● Short task a
Find every line in the entries below that contains the string "fence", and copy each one. Case counts.

● Quoted text

┄┄┄┄┄┄┄┄┄┄

I also have set up a small Boundary Cluster with 2 Controllers and 2 Workers, and I’ve been experiencing sluggish performance in the web interface. Despite having ample computing resources, the UI feels slow and unresponsive. Tasks like changing the Scope or performing other actions take more than 2 seconds to load, which seems unusually high considering the minimal workload.

Hard to trust what compute resources encompass without further context. Disk IOPS, network ingress/egress, memory utilisation, disk space, CPU are the major things to check for.

Try figuring out what the performance differences are between the client, controller, and workers. The bottleneck likely exists at one of these points.

As always, verbose logs from each hop (including the client) feed into this. If there’s nothing between these three points, then logs from the target system might also shed some light.

The previous issue appears to have been system or configuration-related, rather than boundary. I think there are some good troubleshooting steps in the previous thread that I might have missed here.

Essentially, you want to isolate the issue and drill down from there.

Much like going to the mechanic to report a problem - rather than simply saying “my car doesn’t work”, you’d want to say “my car doesn’t work - i’ve identified that there is a rattling sound coming from THIS location, and when entering third gear, a chugging sound coming from THIS direction”. If you get what I mean. Keeping in mind that in our context the “mechanics” do not have access to your “car” - just the things you tell us about it :smile:

┄┄┄┄┄┄┄┄┄┄

● Raw records
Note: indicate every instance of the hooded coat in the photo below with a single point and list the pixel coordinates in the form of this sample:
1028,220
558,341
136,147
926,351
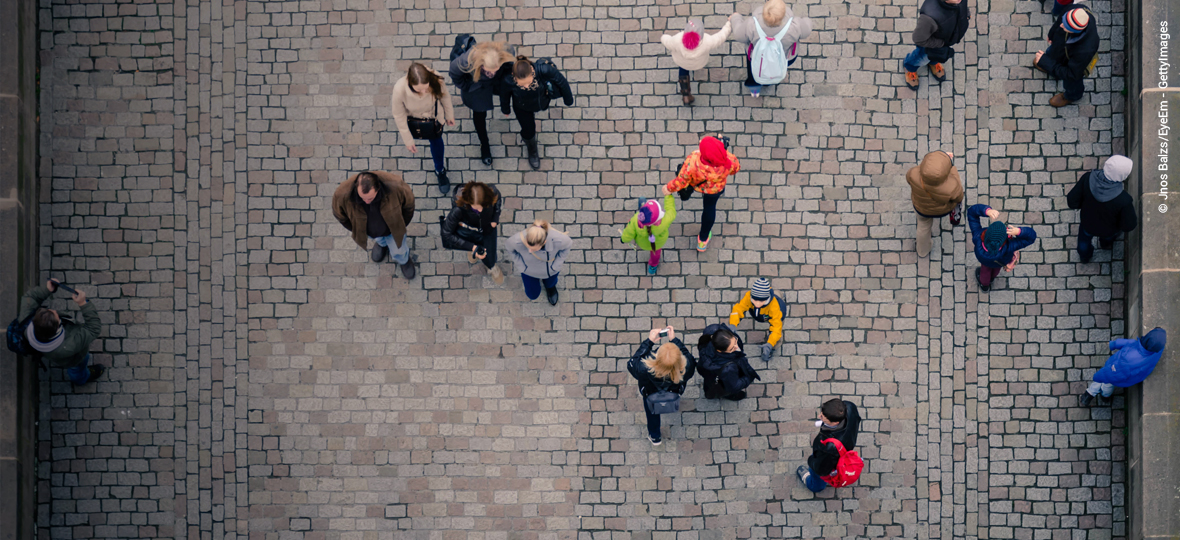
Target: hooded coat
935,185
1134,360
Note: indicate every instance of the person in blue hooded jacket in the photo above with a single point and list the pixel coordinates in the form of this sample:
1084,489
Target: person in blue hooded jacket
1133,362
998,245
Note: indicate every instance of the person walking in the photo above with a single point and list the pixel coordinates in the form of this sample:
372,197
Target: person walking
472,224
705,170
690,51
479,73
942,25
649,229
1072,56
838,420
765,22
63,342
1106,209
666,370
421,104
1133,362
535,86
723,366
936,190
764,307
997,248
378,205
538,255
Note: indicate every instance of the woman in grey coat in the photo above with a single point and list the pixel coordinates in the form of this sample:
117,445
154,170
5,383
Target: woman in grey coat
538,255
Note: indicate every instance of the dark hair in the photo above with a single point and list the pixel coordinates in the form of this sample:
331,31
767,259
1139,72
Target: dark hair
522,68
833,409
45,324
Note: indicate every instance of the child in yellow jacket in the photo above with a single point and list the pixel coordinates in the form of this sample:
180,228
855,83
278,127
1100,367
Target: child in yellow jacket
762,307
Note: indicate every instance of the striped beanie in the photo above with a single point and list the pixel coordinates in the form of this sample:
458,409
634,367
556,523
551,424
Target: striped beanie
1076,20
761,289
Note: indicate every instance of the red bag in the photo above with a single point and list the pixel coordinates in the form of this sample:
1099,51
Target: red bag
847,469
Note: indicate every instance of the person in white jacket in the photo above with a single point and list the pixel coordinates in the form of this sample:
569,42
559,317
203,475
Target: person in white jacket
690,51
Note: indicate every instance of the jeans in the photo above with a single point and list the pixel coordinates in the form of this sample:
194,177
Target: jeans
916,59
532,285
399,255
80,374
708,215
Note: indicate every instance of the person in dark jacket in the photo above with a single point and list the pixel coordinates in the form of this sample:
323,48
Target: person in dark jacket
668,369
997,247
942,25
838,420
479,73
1133,362
1106,209
723,364
535,87
60,341
1073,45
472,224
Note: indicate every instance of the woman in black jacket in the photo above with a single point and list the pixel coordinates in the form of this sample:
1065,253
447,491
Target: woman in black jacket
668,369
723,364
472,223
536,85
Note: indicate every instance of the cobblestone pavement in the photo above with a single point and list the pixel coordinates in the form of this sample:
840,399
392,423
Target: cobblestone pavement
269,381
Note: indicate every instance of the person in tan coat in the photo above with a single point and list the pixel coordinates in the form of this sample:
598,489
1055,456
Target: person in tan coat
690,51
378,205
421,96
936,191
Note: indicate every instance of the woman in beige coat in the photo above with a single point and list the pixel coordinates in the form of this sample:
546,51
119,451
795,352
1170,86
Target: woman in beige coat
421,94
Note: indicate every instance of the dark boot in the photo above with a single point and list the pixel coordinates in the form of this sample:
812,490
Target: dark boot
533,157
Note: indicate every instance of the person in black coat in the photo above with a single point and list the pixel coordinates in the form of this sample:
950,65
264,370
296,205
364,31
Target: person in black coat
479,73
536,86
1106,208
669,369
472,223
838,420
723,364
1073,44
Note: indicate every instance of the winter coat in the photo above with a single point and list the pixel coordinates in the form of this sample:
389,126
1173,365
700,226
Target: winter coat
640,234
397,204
1003,256
545,262
712,367
935,185
406,103
536,97
703,177
769,313
648,382
825,456
1068,60
1102,219
464,217
477,96
1133,362
699,57
78,336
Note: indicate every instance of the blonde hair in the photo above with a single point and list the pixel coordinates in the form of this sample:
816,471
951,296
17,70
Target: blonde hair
492,54
668,362
773,12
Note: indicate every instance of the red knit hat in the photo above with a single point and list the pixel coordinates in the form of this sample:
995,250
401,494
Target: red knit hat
713,152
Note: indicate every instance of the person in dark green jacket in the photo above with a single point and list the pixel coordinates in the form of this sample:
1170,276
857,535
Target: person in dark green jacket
63,342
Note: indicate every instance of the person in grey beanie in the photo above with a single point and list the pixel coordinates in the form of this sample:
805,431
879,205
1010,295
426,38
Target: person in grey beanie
1106,208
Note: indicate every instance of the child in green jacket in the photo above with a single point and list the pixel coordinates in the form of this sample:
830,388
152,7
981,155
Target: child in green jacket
649,229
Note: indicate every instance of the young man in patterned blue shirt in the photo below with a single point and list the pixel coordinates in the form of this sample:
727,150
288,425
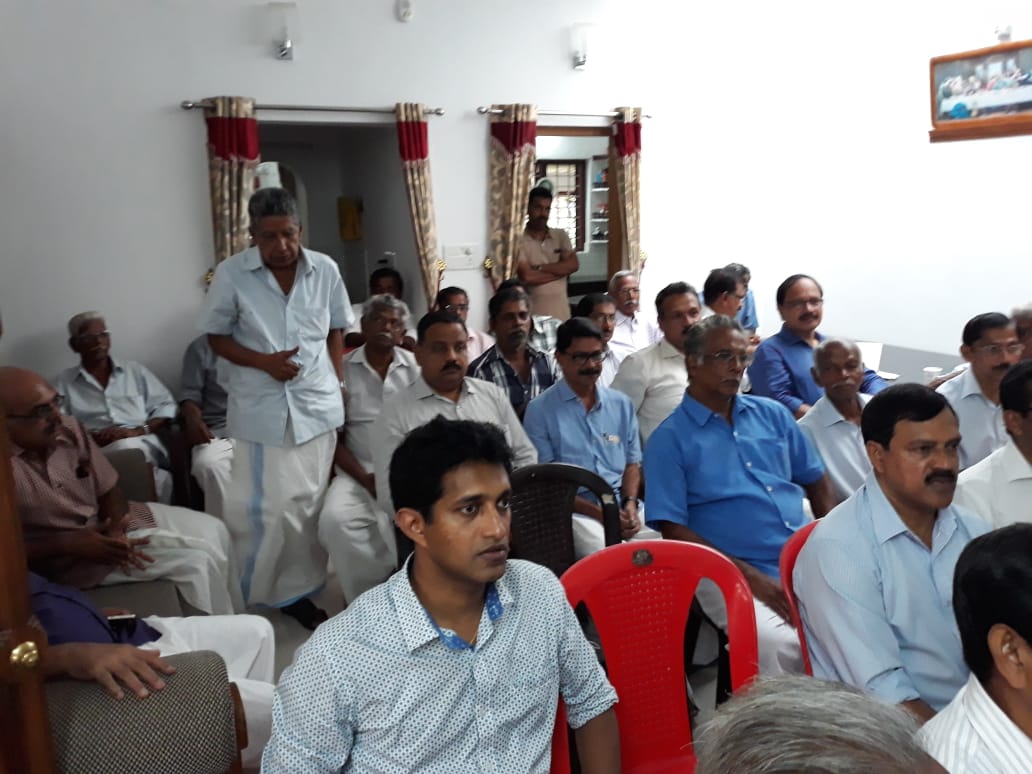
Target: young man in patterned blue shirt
456,663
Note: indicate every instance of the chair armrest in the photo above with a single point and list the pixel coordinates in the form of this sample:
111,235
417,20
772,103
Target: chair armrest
190,726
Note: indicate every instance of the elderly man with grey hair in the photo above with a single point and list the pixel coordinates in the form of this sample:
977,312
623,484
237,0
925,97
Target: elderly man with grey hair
120,402
633,330
275,315
833,422
794,724
730,472
354,529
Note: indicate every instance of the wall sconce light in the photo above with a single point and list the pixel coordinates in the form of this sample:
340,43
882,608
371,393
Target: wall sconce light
283,23
579,39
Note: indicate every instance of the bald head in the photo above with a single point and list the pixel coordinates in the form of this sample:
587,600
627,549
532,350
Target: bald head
30,407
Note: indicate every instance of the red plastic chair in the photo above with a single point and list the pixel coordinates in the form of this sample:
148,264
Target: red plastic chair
639,595
785,565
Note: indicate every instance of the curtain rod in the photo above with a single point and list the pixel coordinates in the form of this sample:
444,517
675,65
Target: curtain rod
189,105
484,110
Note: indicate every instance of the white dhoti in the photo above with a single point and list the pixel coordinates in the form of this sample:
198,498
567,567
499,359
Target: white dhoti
247,645
358,535
192,550
211,464
777,641
271,510
157,455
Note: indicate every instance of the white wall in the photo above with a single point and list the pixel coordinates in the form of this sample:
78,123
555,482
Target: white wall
789,136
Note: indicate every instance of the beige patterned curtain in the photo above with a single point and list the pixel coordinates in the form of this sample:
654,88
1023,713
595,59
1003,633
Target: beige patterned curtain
627,153
413,142
510,178
232,163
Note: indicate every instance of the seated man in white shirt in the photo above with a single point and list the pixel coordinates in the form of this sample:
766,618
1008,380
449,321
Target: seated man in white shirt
457,300
655,378
121,402
833,422
988,727
991,347
354,529
999,488
634,331
601,309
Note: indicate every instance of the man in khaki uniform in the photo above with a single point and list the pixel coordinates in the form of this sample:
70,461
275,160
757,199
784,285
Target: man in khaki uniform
545,258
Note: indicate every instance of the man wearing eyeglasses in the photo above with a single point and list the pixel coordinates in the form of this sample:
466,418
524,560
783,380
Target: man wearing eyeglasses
578,422
991,346
121,402
781,364
633,331
730,472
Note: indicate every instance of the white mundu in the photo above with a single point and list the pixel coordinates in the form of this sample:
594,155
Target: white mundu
654,379
998,488
840,445
355,530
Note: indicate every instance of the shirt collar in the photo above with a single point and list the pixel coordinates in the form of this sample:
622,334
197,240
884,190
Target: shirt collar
888,523
417,625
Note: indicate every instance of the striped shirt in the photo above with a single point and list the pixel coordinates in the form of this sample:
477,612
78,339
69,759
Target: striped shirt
491,366
973,736
62,492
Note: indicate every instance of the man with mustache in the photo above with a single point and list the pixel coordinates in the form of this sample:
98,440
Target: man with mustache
121,402
633,331
442,389
781,364
730,472
654,379
581,423
545,258
512,363
457,662
991,346
833,422
352,524
78,528
601,309
874,580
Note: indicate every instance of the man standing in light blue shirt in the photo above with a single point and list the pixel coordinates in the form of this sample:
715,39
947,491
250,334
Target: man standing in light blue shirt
121,402
729,472
457,662
781,365
875,578
578,422
275,315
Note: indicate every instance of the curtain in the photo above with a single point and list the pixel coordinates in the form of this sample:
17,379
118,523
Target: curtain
627,152
232,163
510,178
414,146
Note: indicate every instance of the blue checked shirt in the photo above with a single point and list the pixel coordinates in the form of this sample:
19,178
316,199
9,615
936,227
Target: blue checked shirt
492,367
381,688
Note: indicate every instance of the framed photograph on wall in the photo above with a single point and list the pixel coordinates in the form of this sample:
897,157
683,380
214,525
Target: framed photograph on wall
984,93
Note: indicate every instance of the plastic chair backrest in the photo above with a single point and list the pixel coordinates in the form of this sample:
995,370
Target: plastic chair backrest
786,562
639,595
542,505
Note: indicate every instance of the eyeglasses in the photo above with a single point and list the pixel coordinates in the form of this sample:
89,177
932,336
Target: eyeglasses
724,358
93,337
582,357
42,411
805,303
995,350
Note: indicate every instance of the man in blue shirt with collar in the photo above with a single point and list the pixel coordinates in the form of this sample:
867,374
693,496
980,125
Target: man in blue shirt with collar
781,365
578,422
729,472
875,578
457,662
275,315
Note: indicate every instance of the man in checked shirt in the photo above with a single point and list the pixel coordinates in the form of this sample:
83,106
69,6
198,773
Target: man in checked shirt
78,528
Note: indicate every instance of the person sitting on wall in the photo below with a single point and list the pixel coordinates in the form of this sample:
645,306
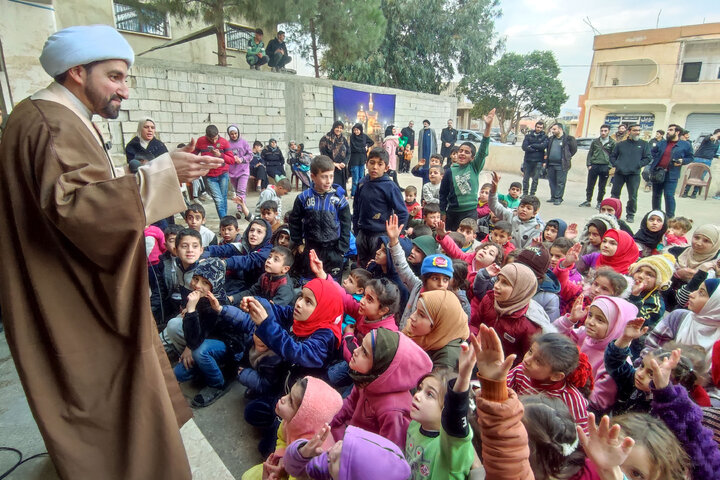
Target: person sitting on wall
277,53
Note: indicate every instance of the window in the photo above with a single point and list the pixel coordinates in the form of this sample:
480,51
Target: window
140,20
691,72
237,37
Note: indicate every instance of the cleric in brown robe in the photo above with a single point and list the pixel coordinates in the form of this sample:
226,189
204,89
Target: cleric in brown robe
74,286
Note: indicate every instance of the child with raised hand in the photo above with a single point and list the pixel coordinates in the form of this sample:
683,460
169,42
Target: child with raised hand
634,387
360,455
384,368
505,452
651,276
605,320
307,407
555,367
505,306
525,224
672,405
650,235
439,326
435,272
439,440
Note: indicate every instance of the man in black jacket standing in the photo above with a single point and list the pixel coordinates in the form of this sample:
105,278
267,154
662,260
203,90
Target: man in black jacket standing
628,159
534,147
276,52
448,137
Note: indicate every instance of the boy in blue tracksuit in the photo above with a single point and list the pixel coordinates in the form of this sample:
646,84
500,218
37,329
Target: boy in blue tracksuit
320,220
376,199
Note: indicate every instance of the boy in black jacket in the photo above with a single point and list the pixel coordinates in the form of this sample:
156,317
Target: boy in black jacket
320,220
376,199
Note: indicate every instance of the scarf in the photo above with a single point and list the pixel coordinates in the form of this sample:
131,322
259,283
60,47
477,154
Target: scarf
524,286
648,238
702,328
689,259
614,203
327,314
626,254
449,320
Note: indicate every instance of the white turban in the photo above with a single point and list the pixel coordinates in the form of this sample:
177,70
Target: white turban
83,44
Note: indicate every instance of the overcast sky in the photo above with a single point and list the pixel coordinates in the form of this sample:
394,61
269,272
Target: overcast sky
558,25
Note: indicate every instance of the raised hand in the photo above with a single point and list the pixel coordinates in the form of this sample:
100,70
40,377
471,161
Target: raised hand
313,447
604,448
572,255
465,365
578,312
662,370
493,269
440,230
571,231
214,302
257,312
316,265
393,229
491,361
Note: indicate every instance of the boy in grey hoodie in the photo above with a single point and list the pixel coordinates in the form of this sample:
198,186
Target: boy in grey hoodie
525,224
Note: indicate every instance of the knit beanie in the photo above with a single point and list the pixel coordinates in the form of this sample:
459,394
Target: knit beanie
426,243
537,258
711,284
663,265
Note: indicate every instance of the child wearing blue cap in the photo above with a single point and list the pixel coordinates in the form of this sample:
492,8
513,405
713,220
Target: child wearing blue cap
435,273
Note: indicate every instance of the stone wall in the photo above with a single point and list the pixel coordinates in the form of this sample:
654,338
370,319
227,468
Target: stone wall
183,99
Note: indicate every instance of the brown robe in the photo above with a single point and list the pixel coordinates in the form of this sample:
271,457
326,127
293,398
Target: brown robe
74,294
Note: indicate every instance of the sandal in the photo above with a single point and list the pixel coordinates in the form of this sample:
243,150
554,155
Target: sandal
209,395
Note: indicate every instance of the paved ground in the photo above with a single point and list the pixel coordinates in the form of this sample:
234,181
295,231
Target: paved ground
222,423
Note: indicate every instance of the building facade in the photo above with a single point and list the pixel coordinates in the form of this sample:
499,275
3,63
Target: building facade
654,78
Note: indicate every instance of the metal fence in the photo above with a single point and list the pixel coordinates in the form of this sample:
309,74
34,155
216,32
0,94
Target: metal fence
143,20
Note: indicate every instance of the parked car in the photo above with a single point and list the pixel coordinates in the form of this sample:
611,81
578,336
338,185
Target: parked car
584,142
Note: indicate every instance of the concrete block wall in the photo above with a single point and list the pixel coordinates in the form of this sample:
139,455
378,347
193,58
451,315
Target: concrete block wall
184,98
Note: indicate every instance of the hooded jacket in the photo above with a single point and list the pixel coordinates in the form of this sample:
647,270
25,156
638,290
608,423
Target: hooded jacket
383,406
375,201
364,456
618,313
244,262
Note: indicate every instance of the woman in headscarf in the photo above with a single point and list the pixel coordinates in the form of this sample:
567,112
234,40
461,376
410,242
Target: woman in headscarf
335,146
704,247
274,160
359,146
146,143
439,325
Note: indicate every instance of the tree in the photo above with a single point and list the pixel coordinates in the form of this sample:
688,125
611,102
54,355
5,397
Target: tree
516,85
213,12
341,31
425,43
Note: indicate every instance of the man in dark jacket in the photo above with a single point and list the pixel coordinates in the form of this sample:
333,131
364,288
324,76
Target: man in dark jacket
276,52
707,150
669,155
534,147
561,147
598,163
628,159
448,137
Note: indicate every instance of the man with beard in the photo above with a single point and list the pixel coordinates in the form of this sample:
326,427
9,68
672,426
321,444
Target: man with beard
448,137
669,155
534,146
628,159
75,292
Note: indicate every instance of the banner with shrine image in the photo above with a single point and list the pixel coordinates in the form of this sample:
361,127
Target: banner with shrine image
375,111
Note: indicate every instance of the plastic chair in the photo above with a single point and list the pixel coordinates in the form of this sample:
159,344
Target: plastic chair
694,177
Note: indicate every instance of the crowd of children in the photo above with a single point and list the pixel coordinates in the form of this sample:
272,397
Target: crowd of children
464,338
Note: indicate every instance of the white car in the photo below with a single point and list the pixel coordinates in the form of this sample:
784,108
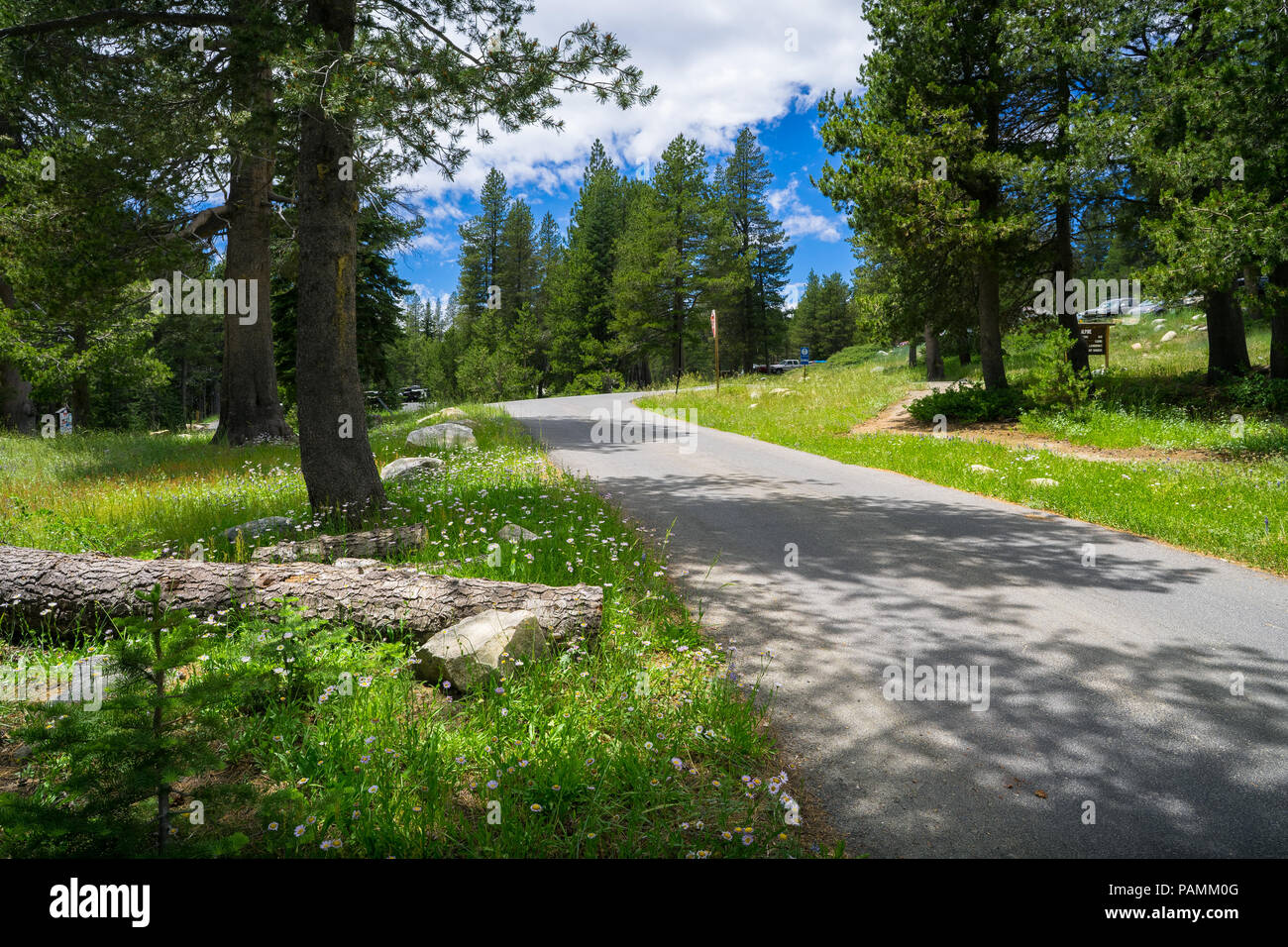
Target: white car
1144,308
1111,307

┄┄┄┄┄┄┄┄┄┄

● Short task b
In the forum thread on the slow Boundary web interface, how many controllers and workers does the cluster have?

● Correct output a
Note: indicate every instance of the metal fence in the photo above with a single point and list the pixel coordinates in the form of this sample:
Target: metal fence

● Correct output b
Two controllers and two workers.